→ **EXTRACT PROVIDED**:

--- start ---

GitHub - lhl/codex-autoresearch: Codex Autoresearch Skill — A self-directed iterative system for Codex that continuously cycles through: modify, verify, retain or discard, and repeat indefinitely. Inspired by Karpathy’s autoresearch concept.

Aim. Iterate. Arrive.

Autonomous goal-driven experimentation for Codex.

English · 🇨🇳 中文 · 🇯🇵 日本語 · 🇰🇷 한국어 · 🇫🇷 Français · 🇩🇪 Deutsch · 🇪🇸 Español · 🇧🇷 Português · 🇷🇺 Русский

The idea: tell Codex what you want to improve, then walk away. It modifies your code, verifies the result, keeps or discards, and repeats. You come back to a log of experiments and a better codebase.

Inspired by Karpathy's autoresearch, generalized beyond ML to anything you can verify mechanically: test coverage, type errors, latency, lint warnings, security findings, release readiness — if a command can tell whether it improved, the loop can iterate on it.

Quick Start

# Install
git clone https://github.com/leo-lilinxiao/codex-autoresearch.git
cp -r codex-autoresearch your-project/.agents/skills/codex-autoresearch

Open Codex in your project and go:

You:   $codex-autoresearch
       I want to get rid of all the `any` types in my TypeScript code

Codex: I found 47 `any` occurrences across src/**/*.ts.
       Metric: `any` count (current: 47), direction: lower
       Verify: grep count + tsc --noEmit as guard
       Run mode: foreground or background?

You:   Background, go. Run overnight.

Codex: Starting background run — baseline: 47. Iterating.

Each improvement stacks. Each failure reverts. Everything is logged.

See INSTALL.md for more options. See GUIDE.md for the full manual.

How It Works

You say one sentence  →  Codex scans & confirms  →  You say "go"
                                                        |
                                         +--------------+--------------+
                                         |                             |
                                    foreground                    background
                                  (current session)            (detached, overnight)
                                         |                             |
                                         +--------------+--------------+
                                                        |
                                                        v
                                              +-------------------+
                                              |    The Loop       |
                                              |                   |
                                              |  modify one thing |
                                              |  git commit       |
                                              |  run verify       |
                                              |  improved? keep   |
                                              |  worse? revert    |
                                              |  log the result   |
                                              |  repeat           |
                                              +-------------------+

That's it. You pick one: foreground keeps the loop in your current session, background hands it off to a detached process so you can sleep. Same loop either way, but they don't run at the same time.

--- end ---

→ **RECORDS PROVIDED**:
--- start ---

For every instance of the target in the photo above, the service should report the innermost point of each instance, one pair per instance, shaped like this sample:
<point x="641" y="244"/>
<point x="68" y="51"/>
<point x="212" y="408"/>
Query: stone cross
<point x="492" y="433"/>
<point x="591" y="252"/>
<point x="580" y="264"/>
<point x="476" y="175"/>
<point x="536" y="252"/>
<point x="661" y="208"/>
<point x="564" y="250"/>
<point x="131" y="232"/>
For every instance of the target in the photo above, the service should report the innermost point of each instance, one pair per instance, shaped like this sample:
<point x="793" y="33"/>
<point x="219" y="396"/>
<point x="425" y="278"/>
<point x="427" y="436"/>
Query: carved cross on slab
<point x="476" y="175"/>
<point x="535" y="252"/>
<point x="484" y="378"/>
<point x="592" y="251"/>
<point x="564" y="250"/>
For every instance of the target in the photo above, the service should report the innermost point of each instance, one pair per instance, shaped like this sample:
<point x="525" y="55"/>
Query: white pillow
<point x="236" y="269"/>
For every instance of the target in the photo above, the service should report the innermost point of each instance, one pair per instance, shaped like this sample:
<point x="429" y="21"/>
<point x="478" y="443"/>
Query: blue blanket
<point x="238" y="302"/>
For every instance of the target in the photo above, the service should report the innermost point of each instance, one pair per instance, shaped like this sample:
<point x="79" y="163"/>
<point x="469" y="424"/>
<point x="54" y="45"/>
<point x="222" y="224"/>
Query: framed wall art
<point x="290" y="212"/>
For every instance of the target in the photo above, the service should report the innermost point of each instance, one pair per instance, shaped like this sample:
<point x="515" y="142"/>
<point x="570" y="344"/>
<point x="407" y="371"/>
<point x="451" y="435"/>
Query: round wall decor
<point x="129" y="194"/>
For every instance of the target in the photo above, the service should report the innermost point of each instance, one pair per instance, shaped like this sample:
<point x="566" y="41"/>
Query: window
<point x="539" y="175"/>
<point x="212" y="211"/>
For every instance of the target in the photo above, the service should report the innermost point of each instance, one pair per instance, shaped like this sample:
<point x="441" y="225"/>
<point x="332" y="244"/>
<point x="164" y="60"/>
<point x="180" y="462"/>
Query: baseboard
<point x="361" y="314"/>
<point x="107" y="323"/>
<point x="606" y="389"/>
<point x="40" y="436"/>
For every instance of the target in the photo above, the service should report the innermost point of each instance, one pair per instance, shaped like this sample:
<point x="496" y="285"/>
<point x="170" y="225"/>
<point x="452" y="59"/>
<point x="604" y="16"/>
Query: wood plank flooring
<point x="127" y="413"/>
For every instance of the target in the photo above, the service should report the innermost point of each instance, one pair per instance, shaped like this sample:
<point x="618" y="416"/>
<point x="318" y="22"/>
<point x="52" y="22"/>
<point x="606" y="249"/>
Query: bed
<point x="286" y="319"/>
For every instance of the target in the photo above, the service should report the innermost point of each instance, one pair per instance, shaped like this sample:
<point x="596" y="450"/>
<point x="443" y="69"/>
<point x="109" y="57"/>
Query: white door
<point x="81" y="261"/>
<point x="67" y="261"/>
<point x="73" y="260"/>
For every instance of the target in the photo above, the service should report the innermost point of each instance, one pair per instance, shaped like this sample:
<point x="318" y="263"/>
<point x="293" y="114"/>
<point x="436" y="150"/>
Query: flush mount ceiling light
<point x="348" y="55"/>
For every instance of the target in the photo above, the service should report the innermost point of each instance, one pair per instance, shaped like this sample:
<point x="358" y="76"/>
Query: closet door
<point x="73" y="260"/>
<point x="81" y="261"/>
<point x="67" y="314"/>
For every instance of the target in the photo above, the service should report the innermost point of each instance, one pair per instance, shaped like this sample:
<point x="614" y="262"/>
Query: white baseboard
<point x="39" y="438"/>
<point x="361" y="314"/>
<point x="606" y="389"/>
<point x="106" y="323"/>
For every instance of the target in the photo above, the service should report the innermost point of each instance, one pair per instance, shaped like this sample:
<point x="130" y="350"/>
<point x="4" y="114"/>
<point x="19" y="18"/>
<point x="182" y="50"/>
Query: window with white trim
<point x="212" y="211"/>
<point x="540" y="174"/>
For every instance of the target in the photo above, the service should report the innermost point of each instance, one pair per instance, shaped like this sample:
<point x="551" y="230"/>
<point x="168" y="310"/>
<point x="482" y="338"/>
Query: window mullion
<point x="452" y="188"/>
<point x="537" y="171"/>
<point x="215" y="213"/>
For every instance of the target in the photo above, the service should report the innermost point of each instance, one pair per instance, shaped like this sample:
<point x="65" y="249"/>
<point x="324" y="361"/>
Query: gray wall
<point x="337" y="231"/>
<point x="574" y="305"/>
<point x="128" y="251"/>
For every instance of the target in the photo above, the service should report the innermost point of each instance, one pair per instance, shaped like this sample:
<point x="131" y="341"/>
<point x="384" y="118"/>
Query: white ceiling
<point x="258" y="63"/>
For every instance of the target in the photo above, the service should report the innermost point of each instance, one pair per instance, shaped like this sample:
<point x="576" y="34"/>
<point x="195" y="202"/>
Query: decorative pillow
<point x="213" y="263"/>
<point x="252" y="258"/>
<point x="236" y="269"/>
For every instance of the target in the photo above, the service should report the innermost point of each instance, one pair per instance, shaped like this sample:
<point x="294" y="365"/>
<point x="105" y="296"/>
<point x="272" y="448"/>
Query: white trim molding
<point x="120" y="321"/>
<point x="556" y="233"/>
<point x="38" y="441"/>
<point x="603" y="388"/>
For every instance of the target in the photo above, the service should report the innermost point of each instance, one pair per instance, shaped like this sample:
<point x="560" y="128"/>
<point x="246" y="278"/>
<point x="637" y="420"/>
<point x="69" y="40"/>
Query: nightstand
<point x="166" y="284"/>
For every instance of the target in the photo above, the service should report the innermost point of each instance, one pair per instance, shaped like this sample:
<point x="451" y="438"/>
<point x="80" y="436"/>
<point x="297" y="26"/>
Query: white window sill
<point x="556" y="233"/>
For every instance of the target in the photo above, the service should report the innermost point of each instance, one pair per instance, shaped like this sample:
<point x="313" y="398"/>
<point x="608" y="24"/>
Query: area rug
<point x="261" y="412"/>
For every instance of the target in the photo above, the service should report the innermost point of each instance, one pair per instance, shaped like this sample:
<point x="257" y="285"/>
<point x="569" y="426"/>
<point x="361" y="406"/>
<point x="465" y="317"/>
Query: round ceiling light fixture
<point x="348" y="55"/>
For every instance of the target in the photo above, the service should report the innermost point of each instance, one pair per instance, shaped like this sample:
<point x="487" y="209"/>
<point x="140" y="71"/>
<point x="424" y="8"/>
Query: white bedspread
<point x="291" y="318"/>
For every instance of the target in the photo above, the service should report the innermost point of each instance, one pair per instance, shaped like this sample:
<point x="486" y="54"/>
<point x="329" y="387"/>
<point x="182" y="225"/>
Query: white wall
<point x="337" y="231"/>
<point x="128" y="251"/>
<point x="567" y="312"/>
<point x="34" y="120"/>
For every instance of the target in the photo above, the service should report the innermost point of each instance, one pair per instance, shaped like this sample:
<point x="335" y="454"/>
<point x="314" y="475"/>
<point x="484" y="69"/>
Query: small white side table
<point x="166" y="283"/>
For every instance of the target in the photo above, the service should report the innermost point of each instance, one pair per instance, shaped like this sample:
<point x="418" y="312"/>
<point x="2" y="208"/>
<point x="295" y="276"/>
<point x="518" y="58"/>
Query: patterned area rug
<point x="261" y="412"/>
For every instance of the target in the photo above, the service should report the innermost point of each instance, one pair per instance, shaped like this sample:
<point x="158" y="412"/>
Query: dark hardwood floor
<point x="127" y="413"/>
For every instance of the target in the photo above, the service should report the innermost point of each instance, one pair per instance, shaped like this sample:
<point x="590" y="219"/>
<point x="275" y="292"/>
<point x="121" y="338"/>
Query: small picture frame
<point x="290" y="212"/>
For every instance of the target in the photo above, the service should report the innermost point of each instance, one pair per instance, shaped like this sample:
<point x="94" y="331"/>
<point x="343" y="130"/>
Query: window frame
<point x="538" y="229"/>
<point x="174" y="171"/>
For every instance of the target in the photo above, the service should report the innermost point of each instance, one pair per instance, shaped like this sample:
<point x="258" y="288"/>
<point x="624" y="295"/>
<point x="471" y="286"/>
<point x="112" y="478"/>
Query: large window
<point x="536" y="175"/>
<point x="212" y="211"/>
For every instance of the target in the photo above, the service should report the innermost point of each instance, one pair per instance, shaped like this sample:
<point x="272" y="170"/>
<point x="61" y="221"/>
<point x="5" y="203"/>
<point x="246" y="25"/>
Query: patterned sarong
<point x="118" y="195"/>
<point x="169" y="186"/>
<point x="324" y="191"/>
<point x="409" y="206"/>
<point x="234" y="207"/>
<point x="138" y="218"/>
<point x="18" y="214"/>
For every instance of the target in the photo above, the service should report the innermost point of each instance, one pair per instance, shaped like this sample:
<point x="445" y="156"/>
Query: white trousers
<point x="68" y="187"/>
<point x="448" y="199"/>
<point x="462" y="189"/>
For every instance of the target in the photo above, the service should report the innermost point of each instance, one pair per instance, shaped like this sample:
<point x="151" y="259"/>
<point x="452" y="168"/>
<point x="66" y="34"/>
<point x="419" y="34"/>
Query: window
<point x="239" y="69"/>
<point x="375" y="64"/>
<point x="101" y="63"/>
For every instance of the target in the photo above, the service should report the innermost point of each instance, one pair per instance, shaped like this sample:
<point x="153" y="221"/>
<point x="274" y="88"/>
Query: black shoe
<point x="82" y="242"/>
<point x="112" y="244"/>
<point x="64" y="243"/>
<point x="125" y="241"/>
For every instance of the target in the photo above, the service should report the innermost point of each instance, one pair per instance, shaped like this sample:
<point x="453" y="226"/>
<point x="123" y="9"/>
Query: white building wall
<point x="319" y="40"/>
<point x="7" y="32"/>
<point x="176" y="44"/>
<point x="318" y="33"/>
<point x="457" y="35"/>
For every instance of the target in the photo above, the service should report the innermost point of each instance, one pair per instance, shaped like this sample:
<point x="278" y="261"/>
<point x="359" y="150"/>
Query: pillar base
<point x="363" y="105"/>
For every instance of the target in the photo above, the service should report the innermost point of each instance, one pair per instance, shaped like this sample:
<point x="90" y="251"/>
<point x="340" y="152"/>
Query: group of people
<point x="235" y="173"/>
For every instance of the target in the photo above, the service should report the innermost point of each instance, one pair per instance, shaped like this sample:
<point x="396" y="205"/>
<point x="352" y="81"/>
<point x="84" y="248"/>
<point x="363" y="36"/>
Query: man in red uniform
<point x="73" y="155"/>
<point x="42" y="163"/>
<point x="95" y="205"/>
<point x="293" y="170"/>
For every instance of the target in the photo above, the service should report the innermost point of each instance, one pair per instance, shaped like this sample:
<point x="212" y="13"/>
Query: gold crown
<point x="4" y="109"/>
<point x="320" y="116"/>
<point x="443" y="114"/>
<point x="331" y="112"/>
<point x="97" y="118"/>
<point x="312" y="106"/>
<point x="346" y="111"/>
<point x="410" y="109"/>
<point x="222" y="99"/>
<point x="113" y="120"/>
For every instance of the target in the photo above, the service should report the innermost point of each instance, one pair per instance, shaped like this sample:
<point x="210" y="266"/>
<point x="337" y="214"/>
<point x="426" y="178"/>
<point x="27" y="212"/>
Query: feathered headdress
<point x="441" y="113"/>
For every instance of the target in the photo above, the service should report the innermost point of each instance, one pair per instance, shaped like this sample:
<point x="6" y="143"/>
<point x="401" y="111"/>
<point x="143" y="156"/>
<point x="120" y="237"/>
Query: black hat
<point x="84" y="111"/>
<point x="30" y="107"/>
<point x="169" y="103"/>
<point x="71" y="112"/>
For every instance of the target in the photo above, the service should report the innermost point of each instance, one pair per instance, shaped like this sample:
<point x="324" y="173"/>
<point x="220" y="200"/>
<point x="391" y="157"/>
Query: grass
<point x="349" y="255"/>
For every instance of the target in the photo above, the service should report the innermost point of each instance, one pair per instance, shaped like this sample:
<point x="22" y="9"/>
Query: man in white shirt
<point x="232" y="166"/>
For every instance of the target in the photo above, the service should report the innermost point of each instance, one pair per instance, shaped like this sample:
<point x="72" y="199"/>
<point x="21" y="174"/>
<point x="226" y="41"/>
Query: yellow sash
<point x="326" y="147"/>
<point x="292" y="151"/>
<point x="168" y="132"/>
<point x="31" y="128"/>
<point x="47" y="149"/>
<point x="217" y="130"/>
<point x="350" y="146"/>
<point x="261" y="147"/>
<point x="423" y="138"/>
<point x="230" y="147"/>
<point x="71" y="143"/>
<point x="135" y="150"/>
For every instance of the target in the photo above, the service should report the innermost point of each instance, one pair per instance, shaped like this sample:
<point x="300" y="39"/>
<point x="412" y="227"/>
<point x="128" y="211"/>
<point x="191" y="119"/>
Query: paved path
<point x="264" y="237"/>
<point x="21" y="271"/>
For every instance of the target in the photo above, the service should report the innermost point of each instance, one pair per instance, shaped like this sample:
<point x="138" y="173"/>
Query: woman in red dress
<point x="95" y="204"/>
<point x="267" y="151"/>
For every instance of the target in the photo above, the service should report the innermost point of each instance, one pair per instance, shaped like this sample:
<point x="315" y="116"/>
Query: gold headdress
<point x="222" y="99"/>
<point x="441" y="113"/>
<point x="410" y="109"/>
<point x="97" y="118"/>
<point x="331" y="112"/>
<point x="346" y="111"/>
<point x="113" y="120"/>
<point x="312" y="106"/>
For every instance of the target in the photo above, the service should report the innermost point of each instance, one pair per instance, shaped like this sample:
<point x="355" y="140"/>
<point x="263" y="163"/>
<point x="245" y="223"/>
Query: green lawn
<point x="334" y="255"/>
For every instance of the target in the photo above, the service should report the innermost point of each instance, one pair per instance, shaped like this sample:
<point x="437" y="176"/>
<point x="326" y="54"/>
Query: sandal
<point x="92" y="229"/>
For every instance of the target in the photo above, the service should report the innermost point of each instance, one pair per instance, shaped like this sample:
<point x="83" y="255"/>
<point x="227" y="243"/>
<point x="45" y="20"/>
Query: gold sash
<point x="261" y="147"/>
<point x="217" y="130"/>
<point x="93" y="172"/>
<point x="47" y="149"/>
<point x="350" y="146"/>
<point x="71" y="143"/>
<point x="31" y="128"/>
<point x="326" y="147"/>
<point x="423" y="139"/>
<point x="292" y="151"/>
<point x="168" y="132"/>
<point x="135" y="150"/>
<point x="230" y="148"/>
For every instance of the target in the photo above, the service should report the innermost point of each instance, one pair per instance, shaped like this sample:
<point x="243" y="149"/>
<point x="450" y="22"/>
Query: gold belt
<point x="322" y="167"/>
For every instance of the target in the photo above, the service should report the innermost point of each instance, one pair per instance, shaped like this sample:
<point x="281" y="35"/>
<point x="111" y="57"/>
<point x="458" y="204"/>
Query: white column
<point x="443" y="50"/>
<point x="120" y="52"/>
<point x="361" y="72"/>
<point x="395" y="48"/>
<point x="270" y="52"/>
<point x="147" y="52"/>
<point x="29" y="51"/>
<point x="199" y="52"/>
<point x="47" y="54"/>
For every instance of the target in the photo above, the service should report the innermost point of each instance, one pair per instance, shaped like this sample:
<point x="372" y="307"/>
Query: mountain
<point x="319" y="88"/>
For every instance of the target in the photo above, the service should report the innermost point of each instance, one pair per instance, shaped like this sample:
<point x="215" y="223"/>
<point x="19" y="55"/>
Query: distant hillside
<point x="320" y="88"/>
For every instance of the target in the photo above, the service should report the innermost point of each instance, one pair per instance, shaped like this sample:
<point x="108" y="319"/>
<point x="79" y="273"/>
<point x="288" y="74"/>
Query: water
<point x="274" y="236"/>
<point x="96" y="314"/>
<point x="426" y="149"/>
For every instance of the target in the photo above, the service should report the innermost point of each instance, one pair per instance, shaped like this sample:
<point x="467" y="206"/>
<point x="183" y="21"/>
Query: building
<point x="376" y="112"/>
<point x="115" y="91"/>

--- end ---

→ **REQUIREMENT**: Pick up the page on the Codex autoresearch skill and carry it on past its final sentence.

→ **OUTPUT BELOW**:
What You Say vs What Happens

You say	What happens
"Improve my test coverage"	Iterates until target or interrupted
"Fix the 12 failing tests"	Repairs one by one until zero remain
"Why is the API returning 503?"	Hunts root cause with falsifiable hypotheses
"Is this code secure?"	STRIDE + OWASP audit, every finding backed by code evidence
"Ship it"	Verifies readiness, generates checklist, gates release
"I want to optimize but don't know what"	Analyzes repo, suggests metrics, generates config

Behind the scenes, Codex maps your sentence to one of 7 modes (loop, plan, debug, fix, security, ship, exec). You never need to pick one.

What Codex Figures Out

You don't write config. Codex infers everything from your sentence and your repo:

What it needs	How it gets it	Example
Goal	Your sentence	"get rid of all any types"
Scope	Scans repo structure	`src/*/.ts`
Metric	Proposes based on goal + tooling	any count (current: 47)
Direction	Infers from "improve" / "reduce" / "eliminate"	lower
Verify	Matches to repo tooling	`grep` count + `tsc --noEmit`
Guard	Suggests if regression risk exists	`npm test`

Before starting, Codex always shows what it found and asks you to confirm. Then you choose foreground or background and say "go."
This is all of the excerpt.